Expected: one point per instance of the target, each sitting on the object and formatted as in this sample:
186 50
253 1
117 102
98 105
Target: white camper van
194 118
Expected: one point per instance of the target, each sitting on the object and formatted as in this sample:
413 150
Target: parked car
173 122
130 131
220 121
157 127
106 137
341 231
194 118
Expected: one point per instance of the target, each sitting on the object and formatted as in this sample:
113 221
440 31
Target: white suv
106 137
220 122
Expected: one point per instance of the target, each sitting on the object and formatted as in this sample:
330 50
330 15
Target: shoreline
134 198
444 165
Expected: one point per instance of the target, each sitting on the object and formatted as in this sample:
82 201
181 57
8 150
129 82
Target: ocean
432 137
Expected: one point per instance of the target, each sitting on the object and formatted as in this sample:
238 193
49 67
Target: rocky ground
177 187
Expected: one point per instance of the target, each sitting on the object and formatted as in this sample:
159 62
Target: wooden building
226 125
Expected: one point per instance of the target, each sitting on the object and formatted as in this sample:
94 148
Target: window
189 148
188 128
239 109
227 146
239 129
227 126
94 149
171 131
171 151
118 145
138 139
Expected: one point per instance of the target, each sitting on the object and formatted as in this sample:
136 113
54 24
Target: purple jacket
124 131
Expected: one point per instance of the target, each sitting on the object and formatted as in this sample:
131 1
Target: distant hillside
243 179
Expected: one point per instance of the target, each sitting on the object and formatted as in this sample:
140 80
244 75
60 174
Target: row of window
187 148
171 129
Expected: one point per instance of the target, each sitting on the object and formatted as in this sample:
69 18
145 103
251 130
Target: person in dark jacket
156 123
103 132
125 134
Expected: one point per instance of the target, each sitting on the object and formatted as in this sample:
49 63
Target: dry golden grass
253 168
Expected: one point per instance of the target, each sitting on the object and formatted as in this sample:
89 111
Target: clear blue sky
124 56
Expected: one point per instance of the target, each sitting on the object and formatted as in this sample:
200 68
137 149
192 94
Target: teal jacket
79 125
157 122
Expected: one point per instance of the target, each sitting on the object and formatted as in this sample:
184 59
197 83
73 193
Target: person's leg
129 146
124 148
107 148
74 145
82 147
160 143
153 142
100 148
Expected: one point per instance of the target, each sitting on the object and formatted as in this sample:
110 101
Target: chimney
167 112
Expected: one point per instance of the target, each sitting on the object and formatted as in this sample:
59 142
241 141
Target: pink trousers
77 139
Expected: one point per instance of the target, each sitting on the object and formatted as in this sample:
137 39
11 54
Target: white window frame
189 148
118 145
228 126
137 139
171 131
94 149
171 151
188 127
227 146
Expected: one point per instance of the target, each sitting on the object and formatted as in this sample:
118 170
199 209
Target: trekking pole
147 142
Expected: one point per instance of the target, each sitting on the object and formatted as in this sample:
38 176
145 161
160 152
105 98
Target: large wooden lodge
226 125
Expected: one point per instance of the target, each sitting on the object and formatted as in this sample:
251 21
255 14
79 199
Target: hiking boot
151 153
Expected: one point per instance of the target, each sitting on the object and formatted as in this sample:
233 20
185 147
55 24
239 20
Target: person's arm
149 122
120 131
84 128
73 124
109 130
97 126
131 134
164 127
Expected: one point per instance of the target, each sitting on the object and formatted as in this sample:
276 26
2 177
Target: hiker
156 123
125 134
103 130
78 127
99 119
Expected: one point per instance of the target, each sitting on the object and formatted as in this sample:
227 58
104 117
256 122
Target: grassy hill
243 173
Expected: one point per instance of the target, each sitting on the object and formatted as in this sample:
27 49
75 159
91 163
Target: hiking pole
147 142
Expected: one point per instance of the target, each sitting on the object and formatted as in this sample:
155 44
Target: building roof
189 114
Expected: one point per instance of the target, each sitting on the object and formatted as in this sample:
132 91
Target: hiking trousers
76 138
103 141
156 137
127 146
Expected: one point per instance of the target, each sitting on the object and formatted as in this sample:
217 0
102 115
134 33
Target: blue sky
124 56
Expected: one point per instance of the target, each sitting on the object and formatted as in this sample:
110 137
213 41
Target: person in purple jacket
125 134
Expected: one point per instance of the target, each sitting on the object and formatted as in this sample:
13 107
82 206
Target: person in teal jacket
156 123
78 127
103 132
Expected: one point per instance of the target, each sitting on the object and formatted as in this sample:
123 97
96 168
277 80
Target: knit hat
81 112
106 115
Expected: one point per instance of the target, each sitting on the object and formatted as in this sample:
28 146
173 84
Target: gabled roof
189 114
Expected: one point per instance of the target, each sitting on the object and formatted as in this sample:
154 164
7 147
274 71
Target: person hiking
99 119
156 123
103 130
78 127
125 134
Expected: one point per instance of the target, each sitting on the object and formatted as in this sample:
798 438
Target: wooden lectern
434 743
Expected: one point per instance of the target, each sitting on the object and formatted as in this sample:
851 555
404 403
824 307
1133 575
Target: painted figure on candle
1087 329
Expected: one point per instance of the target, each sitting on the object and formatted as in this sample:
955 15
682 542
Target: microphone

-=-=-

# What you need to do
Repeat the material in full, exactly as it stands.

# Response to the exercise
Expected: one point per instance of the target, each sitting on the object and formatted as in this sample:
186 50
253 1
117 102
98 105
Target: white camper van
194 118
Expected: one point per instance of the target, each sitting on the object and formatted as in this sample:
413 150
Target: parked car
173 122
130 131
220 121
157 127
106 137
341 231
194 118
Expected: one point per instance of the target, each sitting on the object and formatted as in this sample:
113 221
440 31
Target: white suv
106 137
220 122
Expected: one point per instance of the target, each sitting on the object and formatted as in this sample:
330 50
330 15
Target: shoreline
134 198
444 165
Expected: one point per instance of the target, each sitting on the object and formatted as in this sample:
82 201
181 57
8 150
129 82
Target: ocean
432 137
Expected: one point per instance of the target, each sitting on the object and formatted as in this sample:
238 193
49 67
Target: rocky ground
177 187
Expected: one point per instance of the target, each sitting on the object and formatted as in this sample:
159 62
Target: wooden building
226 125
Expected: one point per instance of the target, each sitting on the object and formatted as in this sample:
94 148
Target: window
189 148
188 128
239 109
227 146
239 129
227 126
94 149
171 131
171 151
118 145
138 139
Expected: one point per instance of the target, each sitting on the object and formatted as in this sample:
136 113
54 24
Target: purple jacket
124 131
Expected: one point per instance of the target, each sitting on the object and formatted as in this sample:
131 1
Target: distant hillside
243 179
Expected: one point per instance of the target, each sitting on the object and formatted as in this sample:
140 80
244 75
60 174
Target: row of window
187 148
171 129
Expected: one point per instance of the target, each sitting on the object and formatted as in this sample:
69 18
145 103
251 130
Target: person in dark jacket
156 123
103 132
125 134
Expected: one point per instance of the target, each sitting on the object and formatted as in this sample:
49 63
Target: dry golden grass
253 168
Expected: one point per instance of the target, each sitting on the object and formatted as in this sample:
89 111
Target: clear blue sky
124 56
Expected: one point per instance of the target, each sitting on the object and formatted as in this sample:
200 68
137 149
192 94
Target: teal jacket
79 125
157 122
Expected: one point per instance of the target, each sitting on the object and formatted as in this sample:
184 59
197 83
73 193
Target: person's leg
129 146
124 148
107 148
74 145
82 147
160 143
153 142
100 148
Expected: one point per instance of the target, each sitting on the object and formatted as in this sample:
110 101
Target: chimney
167 112
Expected: one point per instance of the target, each sitting on the object and formatted as in this sample:
59 142
241 141
Target: pink trousers
77 139
Expected: one point per instance of the target, each sitting on the object and formatted as in this sample:
137 39
11 54
Target: white window frame
189 148
118 145
228 126
137 139
171 131
94 149
171 151
188 127
227 146
Expected: one point per instance of the target, each sitting on the object and formatted as in this sample:
118 170
199 209
Target: trekking pole
147 142
Expected: one point per instance of the target, each sitting on the object and formatted as in this sample:
38 176
145 161
160 152
105 98
Target: large wooden lodge
226 125
Expected: one point per instance of the target, each sitting on the object and formatted as in this sample:
251 21
255 14
79 199
Target: hiking boot
151 153
Expected: one point per instance of the target, each sitting on the object and formatted as in this sample:
233 20
185 147
55 24
239 20
Target: person's arm
149 122
120 131
84 128
73 124
109 130
97 126
131 134
164 127
Expected: one point per instance of the target, each sitting on the object and formatted as in this sample:
276 26
2 177
Target: hiker
156 123
125 134
103 130
78 127
99 119
Expected: one point per instance of the target, each sitting on the object and formatted as in this sample:
227 58
104 117
256 122
Target: grassy hill
243 173
Expected: one point per instance of the target, each sitting on the object and formatted as in this sample:
27 49
75 159
91 163
Target: hiking pole
147 142
Expected: one point per instance of the target, each sitting on the object and formatted as in this sample:
155 44
Target: building roof
189 114
Expected: one point per instance of the target, each sitting on the object and formatted as in this sample:
132 91
Target: hiking trousers
76 138
103 141
156 137
127 146
Expected: one point per instance of the target, each sitting on the object and formatted as in this sample:
217 0
102 115
134 33
Target: blue sky
124 56
Expected: one point per instance of the target, each sitting on the object and formatted as in this sample:
110 137
213 41
Target: person in purple jacket
125 134
Expected: one point per instance of the target, each sitting on the object and formatted as in this sample:
13 107
82 206
Target: person in teal jacket
156 123
78 127
103 132
Expected: one point per instance of the target, each sitting on the object and formatted as in this sample:
123 97
96 168
277 80
Target: knit hat
81 112
106 115
Expected: one point per instance of the target, each sitting on the object and formatted as in this sample:
28 146
173 84
Target: gabled roof
189 114
Expected: one point per instance of the target, each sitting on the object and formatted as in this sample:
154 164
7 147
274 71
Target: person hiking
99 119
156 123
103 130
78 127
125 134
Expected: one point per instance of the target, each sitting on the object and formatted as in this sample:
798 438
Target: wooden lectern
434 743
Expected: one point per instance of the target, each sitting on the object and formatted as in this sample:
851 555
404 403
824 307
1133 575
Target: painted figure on candle
1087 329
Expected: one point per instance of the target, each sitting on the object and formatted as in this sample:
955 15
682 542
Target: microphone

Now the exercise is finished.